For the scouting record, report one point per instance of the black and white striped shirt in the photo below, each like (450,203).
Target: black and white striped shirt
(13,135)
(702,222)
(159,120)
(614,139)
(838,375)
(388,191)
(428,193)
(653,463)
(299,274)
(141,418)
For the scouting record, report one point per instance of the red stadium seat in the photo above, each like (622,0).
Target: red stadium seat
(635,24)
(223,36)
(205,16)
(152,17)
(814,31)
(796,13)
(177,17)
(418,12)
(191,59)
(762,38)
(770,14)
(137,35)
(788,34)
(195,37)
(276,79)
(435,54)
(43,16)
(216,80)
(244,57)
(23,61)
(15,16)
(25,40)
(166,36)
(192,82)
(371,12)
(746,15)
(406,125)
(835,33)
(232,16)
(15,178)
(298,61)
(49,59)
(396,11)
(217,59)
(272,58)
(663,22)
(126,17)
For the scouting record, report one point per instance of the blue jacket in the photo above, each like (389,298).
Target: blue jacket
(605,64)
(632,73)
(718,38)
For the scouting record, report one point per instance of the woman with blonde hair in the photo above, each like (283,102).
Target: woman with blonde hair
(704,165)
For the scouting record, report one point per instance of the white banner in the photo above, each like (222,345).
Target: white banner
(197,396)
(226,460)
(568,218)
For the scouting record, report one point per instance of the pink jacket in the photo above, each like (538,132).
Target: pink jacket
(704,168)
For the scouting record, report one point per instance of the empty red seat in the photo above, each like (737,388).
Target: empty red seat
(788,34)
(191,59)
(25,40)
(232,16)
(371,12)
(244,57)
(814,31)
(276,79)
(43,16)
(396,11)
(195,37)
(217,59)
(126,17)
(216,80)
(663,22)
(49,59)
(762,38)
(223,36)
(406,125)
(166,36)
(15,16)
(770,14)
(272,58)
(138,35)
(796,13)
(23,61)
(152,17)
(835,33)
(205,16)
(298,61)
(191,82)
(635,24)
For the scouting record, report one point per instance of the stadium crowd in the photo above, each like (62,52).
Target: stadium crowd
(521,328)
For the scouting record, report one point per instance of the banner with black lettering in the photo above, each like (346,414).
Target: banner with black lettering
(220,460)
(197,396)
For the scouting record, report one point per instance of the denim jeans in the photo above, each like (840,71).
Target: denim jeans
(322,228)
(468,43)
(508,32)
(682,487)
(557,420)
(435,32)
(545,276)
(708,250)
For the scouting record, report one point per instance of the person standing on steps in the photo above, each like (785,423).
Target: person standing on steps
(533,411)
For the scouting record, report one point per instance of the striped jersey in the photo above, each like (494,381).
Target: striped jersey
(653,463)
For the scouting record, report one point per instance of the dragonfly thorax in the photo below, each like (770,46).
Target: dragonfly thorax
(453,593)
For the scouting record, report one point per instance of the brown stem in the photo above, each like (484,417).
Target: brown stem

* * * * *

**やること:**
上の項目をすべて、一字一句変えずにもう一度書き出してください。

**回答:**
For the scouting record, report one point per instance of the black and white striped shirt in the photo below, each like (450,203).
Target: black and white striped shirt
(13,135)
(702,222)
(159,120)
(614,139)
(838,375)
(388,191)
(428,193)
(653,463)
(299,274)
(141,418)
For the scouting record, report one point per instance of the red stadium seat in the photo above, each like (622,0).
Target: red stadium seat
(635,24)
(223,36)
(205,16)
(152,17)
(814,31)
(796,13)
(177,17)
(418,12)
(191,59)
(762,38)
(770,14)
(137,35)
(788,34)
(195,37)
(276,79)
(435,54)
(43,16)
(216,80)
(244,57)
(23,61)
(15,16)
(25,40)
(166,36)
(192,82)
(371,12)
(746,15)
(406,125)
(835,33)
(232,16)
(15,178)
(298,61)
(49,59)
(396,11)
(217,59)
(272,58)
(663,22)
(126,17)
For the scouting record, report one point per instance of the blue jacket in the photo above, each like (389,298).
Target: blue jacket
(605,64)
(632,73)
(718,38)
For the scouting record, report one point per instance of the woman with blonde hair in the photo above, each like (283,102).
Target: woman with blonde hair
(704,165)
For the scouting record, report one point per instance of the white banner in the photo above, each like (222,345).
Target: white banner
(197,396)
(226,460)
(568,218)
For the scouting record, report one point per instance of the pink jacket in the photo above, each like (538,132).
Target: pink jacket
(704,168)
For the scouting record, report one point per instance of the empty red seat in the photo above, each like (737,388).
Target: empty red seat
(788,34)
(191,59)
(25,40)
(232,16)
(371,12)
(244,57)
(814,31)
(276,79)
(43,16)
(396,11)
(195,37)
(217,59)
(126,17)
(216,80)
(663,22)
(49,59)
(762,38)
(223,36)
(406,125)
(166,36)
(15,16)
(770,14)
(272,58)
(138,35)
(796,13)
(23,61)
(152,17)
(835,33)
(205,16)
(298,61)
(191,82)
(635,24)
For the scouting record, report one point per instance of the stadium crowd in the photo above, each like (62,52).
Target: stadium crowd
(521,328)
For the scouting record, report one point per instance of the banner with black lettering in the photo above, each like (346,414).
Target: banner with black lettering
(220,460)
(197,396)
For the scouting record, report one point per instance of the denim jeans in the photo above, each like (840,71).
Target: denim jeans
(322,228)
(468,43)
(508,32)
(682,487)
(557,420)
(435,32)
(545,276)
(708,250)
For the scouting record, report one point per instance of the person standing on steps in the photo above, each like (785,423).
Target: person standing on steps
(533,411)
For the scouting record, report one point per instance of the striped jersey in the photo above, each like (494,381).
Target: striped jersey
(653,463)
For the scouting record, report one point per instance of the dragonfly thorax in the photo below, each like (770,46).
Target: dragonfly thorax
(453,593)
For the scouting record, report one point per instance of the brown stem in the photo above, each like (484,417).
Target: brown stem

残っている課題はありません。